Your goal
Starting at the line containing "Determine the location of the pale" and ending at the last line of the data, write out every line again, requests included, with each bounding-box coordinate in the answers multiplied by 0.25 and rounded to a whole number, halves rounded up. Keep the coordinates in the requests unchanged, and leave the pictures out.

Extracted entries
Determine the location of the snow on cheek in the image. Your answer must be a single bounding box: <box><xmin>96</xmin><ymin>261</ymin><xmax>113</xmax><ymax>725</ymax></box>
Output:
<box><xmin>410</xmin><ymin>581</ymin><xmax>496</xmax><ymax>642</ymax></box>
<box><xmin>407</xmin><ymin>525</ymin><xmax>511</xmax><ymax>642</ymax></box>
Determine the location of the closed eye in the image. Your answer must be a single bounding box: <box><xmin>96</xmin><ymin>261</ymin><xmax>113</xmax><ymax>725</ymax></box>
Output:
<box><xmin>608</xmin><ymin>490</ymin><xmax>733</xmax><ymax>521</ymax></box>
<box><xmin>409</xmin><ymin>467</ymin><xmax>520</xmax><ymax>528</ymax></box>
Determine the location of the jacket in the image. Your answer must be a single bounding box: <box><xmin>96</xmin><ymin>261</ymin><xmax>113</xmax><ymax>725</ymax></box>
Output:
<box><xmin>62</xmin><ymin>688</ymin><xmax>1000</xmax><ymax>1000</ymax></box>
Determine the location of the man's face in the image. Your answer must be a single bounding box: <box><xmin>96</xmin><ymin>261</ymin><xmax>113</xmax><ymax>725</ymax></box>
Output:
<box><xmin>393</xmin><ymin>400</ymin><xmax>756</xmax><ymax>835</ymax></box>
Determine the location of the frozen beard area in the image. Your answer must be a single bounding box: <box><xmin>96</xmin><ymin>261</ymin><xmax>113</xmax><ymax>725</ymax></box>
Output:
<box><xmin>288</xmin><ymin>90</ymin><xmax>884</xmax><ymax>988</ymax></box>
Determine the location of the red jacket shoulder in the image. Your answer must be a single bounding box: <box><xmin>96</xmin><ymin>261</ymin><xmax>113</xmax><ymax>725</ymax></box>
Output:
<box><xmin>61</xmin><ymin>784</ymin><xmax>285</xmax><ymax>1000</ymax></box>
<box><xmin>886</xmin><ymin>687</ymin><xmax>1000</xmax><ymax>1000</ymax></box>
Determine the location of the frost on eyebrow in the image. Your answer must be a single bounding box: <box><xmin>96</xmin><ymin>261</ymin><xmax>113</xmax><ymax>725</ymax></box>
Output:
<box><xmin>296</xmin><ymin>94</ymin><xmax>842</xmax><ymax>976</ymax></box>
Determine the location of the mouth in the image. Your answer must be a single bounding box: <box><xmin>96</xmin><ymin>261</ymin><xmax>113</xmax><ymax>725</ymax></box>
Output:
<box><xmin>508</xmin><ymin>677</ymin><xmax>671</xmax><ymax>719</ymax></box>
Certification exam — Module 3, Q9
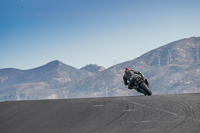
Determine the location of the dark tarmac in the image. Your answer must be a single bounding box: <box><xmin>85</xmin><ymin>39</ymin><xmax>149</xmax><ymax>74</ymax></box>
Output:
<box><xmin>0</xmin><ymin>94</ymin><xmax>200</xmax><ymax>133</ymax></box>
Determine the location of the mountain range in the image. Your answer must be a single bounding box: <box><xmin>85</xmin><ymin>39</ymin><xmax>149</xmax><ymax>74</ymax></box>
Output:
<box><xmin>0</xmin><ymin>37</ymin><xmax>200</xmax><ymax>101</ymax></box>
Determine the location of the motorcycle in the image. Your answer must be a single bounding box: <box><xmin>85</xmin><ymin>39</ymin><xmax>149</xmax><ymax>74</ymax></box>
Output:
<box><xmin>134</xmin><ymin>74</ymin><xmax>152</xmax><ymax>96</ymax></box>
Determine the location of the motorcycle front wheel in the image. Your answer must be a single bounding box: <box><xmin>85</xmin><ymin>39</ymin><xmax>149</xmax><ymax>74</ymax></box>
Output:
<box><xmin>140</xmin><ymin>82</ymin><xmax>152</xmax><ymax>96</ymax></box>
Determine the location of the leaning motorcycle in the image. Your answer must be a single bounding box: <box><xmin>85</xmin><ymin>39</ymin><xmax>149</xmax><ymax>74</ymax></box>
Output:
<box><xmin>134</xmin><ymin>74</ymin><xmax>152</xmax><ymax>96</ymax></box>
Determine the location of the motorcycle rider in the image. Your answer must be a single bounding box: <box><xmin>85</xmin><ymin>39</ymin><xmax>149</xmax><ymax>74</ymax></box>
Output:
<box><xmin>123</xmin><ymin>67</ymin><xmax>149</xmax><ymax>92</ymax></box>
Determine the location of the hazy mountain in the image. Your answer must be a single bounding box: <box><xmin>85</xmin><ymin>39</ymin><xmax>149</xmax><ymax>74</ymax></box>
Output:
<box><xmin>81</xmin><ymin>64</ymin><xmax>105</xmax><ymax>73</ymax></box>
<box><xmin>0</xmin><ymin>60</ymin><xmax>93</xmax><ymax>100</ymax></box>
<box><xmin>0</xmin><ymin>37</ymin><xmax>200</xmax><ymax>100</ymax></box>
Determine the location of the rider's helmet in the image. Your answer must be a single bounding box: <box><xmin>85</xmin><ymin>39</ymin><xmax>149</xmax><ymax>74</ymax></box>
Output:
<box><xmin>126</xmin><ymin>67</ymin><xmax>130</xmax><ymax>71</ymax></box>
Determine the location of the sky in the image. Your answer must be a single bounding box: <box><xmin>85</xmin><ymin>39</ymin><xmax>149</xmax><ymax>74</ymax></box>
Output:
<box><xmin>0</xmin><ymin>0</ymin><xmax>200</xmax><ymax>70</ymax></box>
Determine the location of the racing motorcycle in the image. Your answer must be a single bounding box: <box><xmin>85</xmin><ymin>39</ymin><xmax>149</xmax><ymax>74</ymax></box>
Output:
<box><xmin>134</xmin><ymin>74</ymin><xmax>152</xmax><ymax>96</ymax></box>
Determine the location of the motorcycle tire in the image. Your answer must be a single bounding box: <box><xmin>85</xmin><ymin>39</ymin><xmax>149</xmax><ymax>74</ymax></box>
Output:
<box><xmin>140</xmin><ymin>82</ymin><xmax>152</xmax><ymax>96</ymax></box>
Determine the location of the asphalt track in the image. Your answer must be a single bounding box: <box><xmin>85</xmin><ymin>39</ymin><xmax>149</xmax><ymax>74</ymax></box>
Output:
<box><xmin>0</xmin><ymin>94</ymin><xmax>200</xmax><ymax>133</ymax></box>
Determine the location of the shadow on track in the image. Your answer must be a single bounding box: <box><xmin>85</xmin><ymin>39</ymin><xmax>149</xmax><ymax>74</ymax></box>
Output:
<box><xmin>0</xmin><ymin>94</ymin><xmax>200</xmax><ymax>133</ymax></box>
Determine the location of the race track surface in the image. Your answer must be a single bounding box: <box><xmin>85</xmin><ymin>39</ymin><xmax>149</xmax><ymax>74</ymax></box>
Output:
<box><xmin>0</xmin><ymin>94</ymin><xmax>200</xmax><ymax>133</ymax></box>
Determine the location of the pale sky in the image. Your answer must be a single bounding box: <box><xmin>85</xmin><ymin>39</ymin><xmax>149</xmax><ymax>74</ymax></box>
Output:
<box><xmin>0</xmin><ymin>0</ymin><xmax>200</xmax><ymax>70</ymax></box>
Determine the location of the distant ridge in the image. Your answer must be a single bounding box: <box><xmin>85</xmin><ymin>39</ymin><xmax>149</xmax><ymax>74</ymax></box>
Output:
<box><xmin>0</xmin><ymin>37</ymin><xmax>200</xmax><ymax>101</ymax></box>
<box><xmin>81</xmin><ymin>64</ymin><xmax>105</xmax><ymax>73</ymax></box>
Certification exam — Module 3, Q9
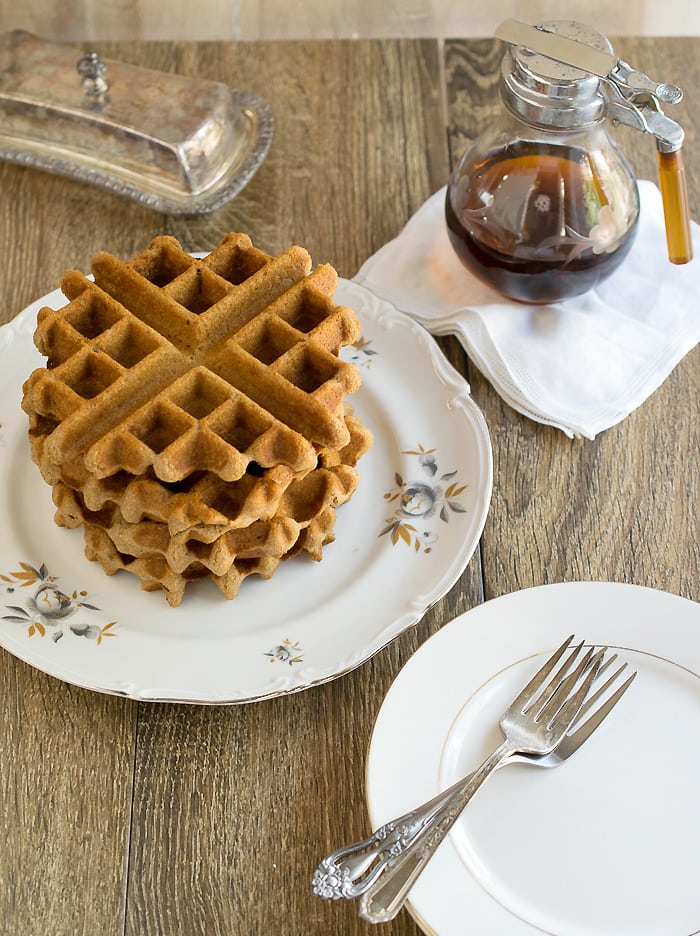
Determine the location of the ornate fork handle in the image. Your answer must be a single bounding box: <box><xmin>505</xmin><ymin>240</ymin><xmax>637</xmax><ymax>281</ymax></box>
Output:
<box><xmin>311</xmin><ymin>742</ymin><xmax>515</xmax><ymax>904</ymax></box>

The reply
Determine the location of the pale sky in the image. Your answer must be a single bounding box: <box><xmin>85</xmin><ymin>39</ymin><xmax>149</xmax><ymax>74</ymax></box>
Output:
<box><xmin>0</xmin><ymin>0</ymin><xmax>50</xmax><ymax>18</ymax></box>
Determine the location of the distant ridge in the image. Your answer must be a single bounding box: <box><xmin>85</xmin><ymin>39</ymin><xmax>149</xmax><ymax>74</ymax></box>
Output:
<box><xmin>0</xmin><ymin>9</ymin><xmax>50</xmax><ymax>25</ymax></box>
<box><xmin>20</xmin><ymin>16</ymin><xmax>26</xmax><ymax>18</ymax></box>
Certification exam — Module 3, Q9
Determine the location of the ornate fork handle in the image. Your answer must be a single bounding box: <box><xmin>505</xmin><ymin>240</ymin><xmax>637</xmax><ymax>281</ymax></box>
Output:
<box><xmin>78</xmin><ymin>186</ymin><xmax>129</xmax><ymax>226</ymax></box>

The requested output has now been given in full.